REQUIREMENT: Can the data below be set down again exactly, line for line?

··· ENTRIES SHOWN ···

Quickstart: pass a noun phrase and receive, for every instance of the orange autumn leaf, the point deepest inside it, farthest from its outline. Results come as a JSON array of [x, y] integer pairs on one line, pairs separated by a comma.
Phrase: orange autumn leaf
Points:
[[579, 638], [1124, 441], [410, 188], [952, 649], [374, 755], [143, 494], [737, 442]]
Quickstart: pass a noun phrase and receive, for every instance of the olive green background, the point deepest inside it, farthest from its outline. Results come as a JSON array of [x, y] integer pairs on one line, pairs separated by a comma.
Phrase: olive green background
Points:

···

EXERCISE ANSWER:
Quickstart: pass a noun phrase and receive, for every instance of the orange autumn leaf, the point deepest inside it, farthest from its outline. Results come as a JSON array of [x, y] integer pairs on one line, pairs separated by a comma.
Phrase: orange autumn leaf
Points:
[[579, 638], [1124, 441], [410, 188], [952, 649], [374, 755], [143, 494], [737, 442]]
Quickstart: pass a noun phrase and receive, for every instance of the olive green background, the point deepest inside it, farthest from its outline. Results come as a JSON array of [x, y] integer pairs on one line, pairs separated by a comma.
Phrase: olive green background
Points:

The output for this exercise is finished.